What you need to do: The output should be identical to the entries that follow.

Top of Source data

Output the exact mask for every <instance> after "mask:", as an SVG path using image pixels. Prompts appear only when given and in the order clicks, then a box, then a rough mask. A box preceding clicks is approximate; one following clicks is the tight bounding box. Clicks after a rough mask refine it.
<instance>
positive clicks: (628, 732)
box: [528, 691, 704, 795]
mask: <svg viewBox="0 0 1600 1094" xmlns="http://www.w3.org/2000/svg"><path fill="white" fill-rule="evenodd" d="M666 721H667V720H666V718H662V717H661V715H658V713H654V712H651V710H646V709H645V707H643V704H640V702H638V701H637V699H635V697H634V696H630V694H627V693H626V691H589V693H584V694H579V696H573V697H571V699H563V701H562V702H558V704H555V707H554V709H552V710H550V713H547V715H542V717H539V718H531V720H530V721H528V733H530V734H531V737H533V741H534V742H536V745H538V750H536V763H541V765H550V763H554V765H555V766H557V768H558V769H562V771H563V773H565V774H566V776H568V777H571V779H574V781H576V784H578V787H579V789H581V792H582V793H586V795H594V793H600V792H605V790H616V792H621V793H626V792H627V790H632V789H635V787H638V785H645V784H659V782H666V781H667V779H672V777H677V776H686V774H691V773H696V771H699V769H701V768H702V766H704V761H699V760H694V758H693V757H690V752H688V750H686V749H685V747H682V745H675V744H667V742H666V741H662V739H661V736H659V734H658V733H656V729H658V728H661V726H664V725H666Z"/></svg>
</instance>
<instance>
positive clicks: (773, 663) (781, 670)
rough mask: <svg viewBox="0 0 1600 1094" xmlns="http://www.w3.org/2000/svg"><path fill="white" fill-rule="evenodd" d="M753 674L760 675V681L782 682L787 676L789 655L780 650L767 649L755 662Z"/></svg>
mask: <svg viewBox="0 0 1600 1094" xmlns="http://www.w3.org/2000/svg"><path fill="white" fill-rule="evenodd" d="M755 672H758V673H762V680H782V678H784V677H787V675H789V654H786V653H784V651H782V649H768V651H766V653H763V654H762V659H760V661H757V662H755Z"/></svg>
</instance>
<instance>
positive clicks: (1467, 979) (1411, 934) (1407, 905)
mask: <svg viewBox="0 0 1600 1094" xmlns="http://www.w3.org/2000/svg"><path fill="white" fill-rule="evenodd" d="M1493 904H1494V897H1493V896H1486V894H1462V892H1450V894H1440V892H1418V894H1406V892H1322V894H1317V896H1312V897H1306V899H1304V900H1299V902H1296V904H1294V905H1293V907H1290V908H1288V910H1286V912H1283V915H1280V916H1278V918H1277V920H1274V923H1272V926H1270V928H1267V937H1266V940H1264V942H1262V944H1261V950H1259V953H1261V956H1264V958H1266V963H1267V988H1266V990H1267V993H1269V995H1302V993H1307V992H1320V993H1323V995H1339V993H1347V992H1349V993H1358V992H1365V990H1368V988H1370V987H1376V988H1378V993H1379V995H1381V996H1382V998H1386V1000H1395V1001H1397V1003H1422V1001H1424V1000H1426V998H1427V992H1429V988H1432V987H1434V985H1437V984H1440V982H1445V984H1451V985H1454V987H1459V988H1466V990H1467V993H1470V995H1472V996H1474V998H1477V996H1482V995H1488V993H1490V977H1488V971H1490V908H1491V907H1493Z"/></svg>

Bottom of Source data

Exercise response:
Output the exact mask for every <instance> after "mask:", as an SVG path using image pixels. Prompts appear only when given and in the order clicks, then a box, then a rough mask. A box preceding clicks is approximate; one following clicks is the tight bounding box. Clicks after a rough mask refine it.
<instance>
positive clicks: (628, 732)
box: [528, 691, 704, 795]
mask: <svg viewBox="0 0 1600 1094" xmlns="http://www.w3.org/2000/svg"><path fill="white" fill-rule="evenodd" d="M666 721H667V720H666V718H662V717H661V715H658V713H654V712H651V710H646V709H645V707H643V704H640V702H638V701H637V699H635V697H634V696H630V694H627V693H626V691H589V693H584V694H579V696H573V697H571V699H563V701H562V702H558V704H555V707H554V709H552V710H550V713H547V715H542V717H539V718H531V720H530V721H528V733H530V734H531V737H533V741H534V742H536V745H538V750H536V763H541V765H550V763H554V765H555V766H557V768H558V769H562V771H563V773H565V774H566V776H568V777H571V779H574V781H576V784H578V787H579V789H581V792H582V793H586V795H594V793H600V792H605V790H616V792H621V793H626V792H627V790H632V789H635V787H638V785H645V784H659V782H666V781H667V779H672V777H677V776H686V774H691V773H696V771H699V769H701V768H702V766H704V761H699V760H694V758H693V757H690V752H688V750H686V749H685V747H682V745H675V744H667V742H666V741H662V739H661V736H659V734H658V733H656V729H658V728H661V726H664V725H666Z"/></svg>
</instance>
<instance>
positive clicks: (773, 663) (781, 670)
rough mask: <svg viewBox="0 0 1600 1094" xmlns="http://www.w3.org/2000/svg"><path fill="white" fill-rule="evenodd" d="M753 674L760 675V681L782 682L787 676L789 655L780 650L767 649L755 662Z"/></svg>
mask: <svg viewBox="0 0 1600 1094" xmlns="http://www.w3.org/2000/svg"><path fill="white" fill-rule="evenodd" d="M755 672H758V673H762V680H782V678H784V677H787V675H789V654H786V653H784V651H782V649H768V651H766V653H763V654H762V659H760V661H757V662H755Z"/></svg>
</instance>
<instance>
positive clicks: (1467, 979) (1411, 934) (1407, 905)
mask: <svg viewBox="0 0 1600 1094" xmlns="http://www.w3.org/2000/svg"><path fill="white" fill-rule="evenodd" d="M1493 904H1494V897H1493V896H1486V894H1462V892H1450V894H1440V892H1418V894H1406V892H1322V894H1317V896H1312V897H1306V899H1304V900H1299V902H1296V904H1294V905H1293V907H1290V908H1288V910H1286V912H1283V915H1280V916H1278V918H1277V920H1274V923H1272V926H1270V928H1267V937H1266V940H1264V942H1262V944H1261V950H1259V953H1261V956H1264V958H1266V963H1267V988H1266V990H1267V993H1269V995H1302V993H1307V992H1320V993H1323V995H1339V993H1347V992H1349V993H1358V992H1365V990H1368V988H1370V987H1376V988H1378V993H1379V995H1381V996H1382V998H1386V1000H1395V1001H1397V1003H1422V1001H1424V1000H1426V998H1427V992H1429V988H1432V987H1434V985H1437V984H1440V982H1445V984H1451V985H1454V987H1459V988H1466V990H1467V993H1470V995H1472V996H1474V998H1477V996H1482V995H1488V993H1490V977H1488V971H1490V908H1491V907H1493Z"/></svg>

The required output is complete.